***** THE DATA *****

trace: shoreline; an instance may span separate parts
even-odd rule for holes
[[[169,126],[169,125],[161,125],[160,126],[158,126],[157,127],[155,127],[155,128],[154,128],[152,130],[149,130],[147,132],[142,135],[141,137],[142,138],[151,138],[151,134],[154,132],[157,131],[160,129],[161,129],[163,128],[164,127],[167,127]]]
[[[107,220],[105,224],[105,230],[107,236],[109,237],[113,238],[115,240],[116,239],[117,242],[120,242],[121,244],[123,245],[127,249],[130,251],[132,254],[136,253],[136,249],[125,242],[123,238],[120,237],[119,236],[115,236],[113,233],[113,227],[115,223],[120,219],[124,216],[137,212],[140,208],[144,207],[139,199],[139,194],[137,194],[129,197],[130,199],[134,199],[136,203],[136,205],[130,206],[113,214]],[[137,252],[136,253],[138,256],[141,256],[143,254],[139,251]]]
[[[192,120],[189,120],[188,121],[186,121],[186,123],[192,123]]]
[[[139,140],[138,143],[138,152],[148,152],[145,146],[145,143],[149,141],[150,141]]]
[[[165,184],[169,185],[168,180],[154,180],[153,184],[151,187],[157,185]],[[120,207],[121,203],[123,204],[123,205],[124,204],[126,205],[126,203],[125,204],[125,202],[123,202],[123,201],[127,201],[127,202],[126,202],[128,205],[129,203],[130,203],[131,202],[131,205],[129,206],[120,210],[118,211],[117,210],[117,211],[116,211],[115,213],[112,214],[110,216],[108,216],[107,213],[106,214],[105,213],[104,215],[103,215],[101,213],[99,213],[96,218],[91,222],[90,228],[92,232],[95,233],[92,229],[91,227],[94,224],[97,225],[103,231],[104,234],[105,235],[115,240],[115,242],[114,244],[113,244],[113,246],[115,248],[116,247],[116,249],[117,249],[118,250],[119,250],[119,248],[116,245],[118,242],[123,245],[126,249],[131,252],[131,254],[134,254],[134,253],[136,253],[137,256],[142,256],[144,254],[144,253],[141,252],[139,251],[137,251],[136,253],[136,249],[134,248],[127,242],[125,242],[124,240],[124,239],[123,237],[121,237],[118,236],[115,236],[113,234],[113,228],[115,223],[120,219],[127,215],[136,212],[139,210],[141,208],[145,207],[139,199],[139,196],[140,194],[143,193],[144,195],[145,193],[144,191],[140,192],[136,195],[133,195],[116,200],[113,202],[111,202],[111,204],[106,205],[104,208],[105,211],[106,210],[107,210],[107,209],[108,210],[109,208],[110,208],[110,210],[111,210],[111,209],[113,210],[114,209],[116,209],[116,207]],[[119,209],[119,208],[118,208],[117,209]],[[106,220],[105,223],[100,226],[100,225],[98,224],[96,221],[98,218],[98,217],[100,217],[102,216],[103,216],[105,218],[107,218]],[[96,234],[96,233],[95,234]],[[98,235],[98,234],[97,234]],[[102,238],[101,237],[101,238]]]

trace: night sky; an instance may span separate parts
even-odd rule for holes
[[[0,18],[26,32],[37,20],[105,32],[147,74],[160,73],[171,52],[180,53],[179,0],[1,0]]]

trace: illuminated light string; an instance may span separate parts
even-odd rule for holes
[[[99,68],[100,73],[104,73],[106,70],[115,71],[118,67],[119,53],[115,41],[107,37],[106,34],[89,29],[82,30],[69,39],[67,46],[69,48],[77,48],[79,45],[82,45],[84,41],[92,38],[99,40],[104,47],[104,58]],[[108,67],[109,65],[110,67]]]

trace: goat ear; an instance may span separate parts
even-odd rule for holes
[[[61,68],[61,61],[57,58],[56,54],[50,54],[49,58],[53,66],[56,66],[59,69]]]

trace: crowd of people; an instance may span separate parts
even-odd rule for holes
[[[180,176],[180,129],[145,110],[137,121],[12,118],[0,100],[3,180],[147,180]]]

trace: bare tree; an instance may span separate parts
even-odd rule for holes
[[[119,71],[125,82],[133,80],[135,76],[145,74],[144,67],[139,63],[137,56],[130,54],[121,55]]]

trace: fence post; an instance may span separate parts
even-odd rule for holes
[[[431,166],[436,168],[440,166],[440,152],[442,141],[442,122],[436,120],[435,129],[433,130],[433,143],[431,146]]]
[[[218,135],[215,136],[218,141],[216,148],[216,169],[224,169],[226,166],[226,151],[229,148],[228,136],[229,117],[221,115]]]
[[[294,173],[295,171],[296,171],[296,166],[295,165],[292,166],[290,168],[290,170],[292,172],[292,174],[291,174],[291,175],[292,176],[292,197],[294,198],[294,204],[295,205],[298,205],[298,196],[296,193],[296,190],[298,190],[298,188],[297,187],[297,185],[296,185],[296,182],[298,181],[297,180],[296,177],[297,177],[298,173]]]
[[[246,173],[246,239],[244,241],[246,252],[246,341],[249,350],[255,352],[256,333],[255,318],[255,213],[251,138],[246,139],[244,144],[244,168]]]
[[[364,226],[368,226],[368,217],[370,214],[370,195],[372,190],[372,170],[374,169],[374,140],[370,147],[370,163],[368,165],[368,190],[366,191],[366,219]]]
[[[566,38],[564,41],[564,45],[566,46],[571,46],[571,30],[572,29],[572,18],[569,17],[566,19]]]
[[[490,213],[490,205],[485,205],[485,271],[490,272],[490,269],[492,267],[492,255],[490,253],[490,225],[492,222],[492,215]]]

*****

*PROBLEM TO SOLVE*. Reproduce all of the entries above, switching "trace" to "outline" everywhere it occurs and leaving every other character as it is.

*RESPONSE*.
outline: shoreline; an instance may span separate parts
even-odd rule for holes
[[[169,126],[169,125],[161,125],[160,126],[158,126],[157,127],[155,127],[155,128],[154,128],[152,130],[149,130],[147,132],[142,135],[141,137],[142,138],[151,138],[151,134],[154,132],[157,131],[160,129],[161,129],[163,128],[164,127],[167,127]]]
[[[107,220],[105,224],[105,230],[107,236],[109,237],[113,238],[115,240],[116,239],[117,242],[120,242],[121,244],[123,245],[127,249],[130,251],[132,254],[136,253],[136,249],[125,242],[123,238],[120,237],[119,236],[115,236],[113,233],[113,227],[115,223],[120,219],[124,216],[137,212],[140,208],[144,207],[139,199],[139,194],[137,194],[129,197],[130,199],[134,199],[136,203],[136,205],[130,206],[113,214]],[[137,252],[136,253],[138,256],[141,256],[143,254],[139,251]]]
[[[192,120],[189,120],[188,121],[186,121],[186,123],[192,123]]]
[[[139,140],[138,143],[138,152],[148,152],[145,146],[145,143],[149,141],[150,141]]]
[[[165,184],[169,185],[168,180],[154,180],[153,184],[151,187],[157,185]],[[120,207],[121,203],[123,204],[123,205],[124,204],[126,205],[126,203],[125,204],[125,202],[123,202],[123,201],[127,201],[127,202],[126,202],[128,205],[129,203],[130,203],[131,202],[131,205],[129,206],[120,210],[118,211],[117,210],[117,211],[116,211],[115,213],[112,214],[110,216],[108,216],[107,213],[106,214],[105,213],[104,215],[103,215],[101,213],[99,213],[96,218],[91,222],[90,228],[92,232],[95,233],[92,229],[91,227],[94,224],[97,225],[103,231],[104,234],[105,235],[115,240],[115,242],[114,244],[113,244],[113,246],[115,248],[116,247],[116,249],[117,249],[118,250],[119,250],[119,248],[116,245],[118,242],[123,245],[126,249],[131,252],[131,254],[134,254],[134,253],[136,253],[137,256],[142,256],[144,254],[144,253],[141,252],[139,251],[137,251],[136,253],[136,249],[134,248],[127,242],[125,242],[124,240],[124,239],[123,237],[121,237],[118,236],[115,236],[113,234],[113,228],[115,223],[120,219],[127,215],[136,212],[139,210],[141,208],[145,207],[139,199],[139,196],[140,194],[143,193],[144,195],[145,193],[144,191],[140,192],[136,195],[133,195],[116,200],[113,202],[111,202],[111,204],[106,205],[104,208],[105,211],[106,210],[107,210],[107,209],[108,210],[109,208],[110,208],[110,210],[111,210],[111,209],[113,210],[114,209],[116,209],[116,207]],[[119,209],[119,208],[118,208],[117,209]],[[106,220],[105,223],[100,226],[100,225],[98,224],[96,221],[98,218],[98,217],[100,217],[102,216],[103,216],[105,218],[107,218]],[[96,234],[96,233],[95,234]],[[98,235],[98,234],[97,234]],[[102,238],[101,237],[101,238]]]

outline: night sky; an instance may span separate parts
even-odd rule for holes
[[[0,18],[26,32],[37,20],[105,32],[147,74],[160,73],[171,52],[180,53],[179,0],[1,0]]]

outline: illuminated light string; an instance may span separate parts
even-odd rule for holes
[[[99,68],[100,73],[104,73],[106,70],[115,71],[118,67],[119,53],[115,41],[107,37],[106,34],[89,29],[82,30],[69,39],[67,46],[69,48],[77,48],[79,45],[82,45],[84,41],[92,38],[99,40],[104,47],[104,58]],[[108,67],[109,65],[110,67]]]

outline: goat ear; an instance may span separate parts
even-odd rule for holes
[[[61,68],[61,61],[57,58],[56,54],[50,54],[49,58],[53,66],[56,66],[59,69]]]

outline: crowd of people; an instance may span separate parts
even-odd rule for holes
[[[180,176],[180,129],[145,110],[137,121],[12,118],[0,100],[3,180],[147,180]]]

outline: bare tree; an instance may span separate parts
even-odd rule for holes
[[[119,71],[125,82],[133,80],[135,76],[145,74],[144,67],[139,63],[137,56],[130,54],[121,55]]]

outline: fence post; an instance may span separate parts
even-odd rule for holes
[[[431,166],[436,168],[440,166],[440,152],[442,141],[442,122],[436,120],[435,129],[433,130],[433,143],[431,146]]]
[[[218,135],[215,136],[218,141],[216,148],[216,169],[224,169],[226,166],[226,151],[229,148],[228,136],[229,117],[221,115]]]
[[[294,173],[295,171],[296,171],[296,166],[295,165],[292,166],[290,168],[290,170],[292,172],[292,174],[291,174],[291,175],[292,176],[292,197],[294,198],[294,204],[295,205],[298,205],[298,196],[296,193],[296,190],[298,190],[298,188],[297,187],[297,185],[296,185],[296,182],[298,181],[297,180],[296,177],[297,177],[298,173]]]
[[[246,173],[246,239],[244,241],[246,252],[246,341],[249,350],[255,352],[256,333],[255,318],[255,213],[251,138],[246,139],[244,144],[244,168]]]
[[[364,226],[368,226],[368,217],[370,214],[370,195],[372,190],[372,170],[374,169],[374,140],[370,147],[370,163],[368,165],[368,190],[366,191],[366,219]]]
[[[566,38],[564,41],[564,45],[566,46],[571,46],[571,30],[572,29],[572,18],[569,17],[566,19]]]
[[[490,213],[490,205],[485,205],[485,271],[490,272],[490,269],[492,267],[492,255],[490,253],[490,225],[492,222],[492,215]]]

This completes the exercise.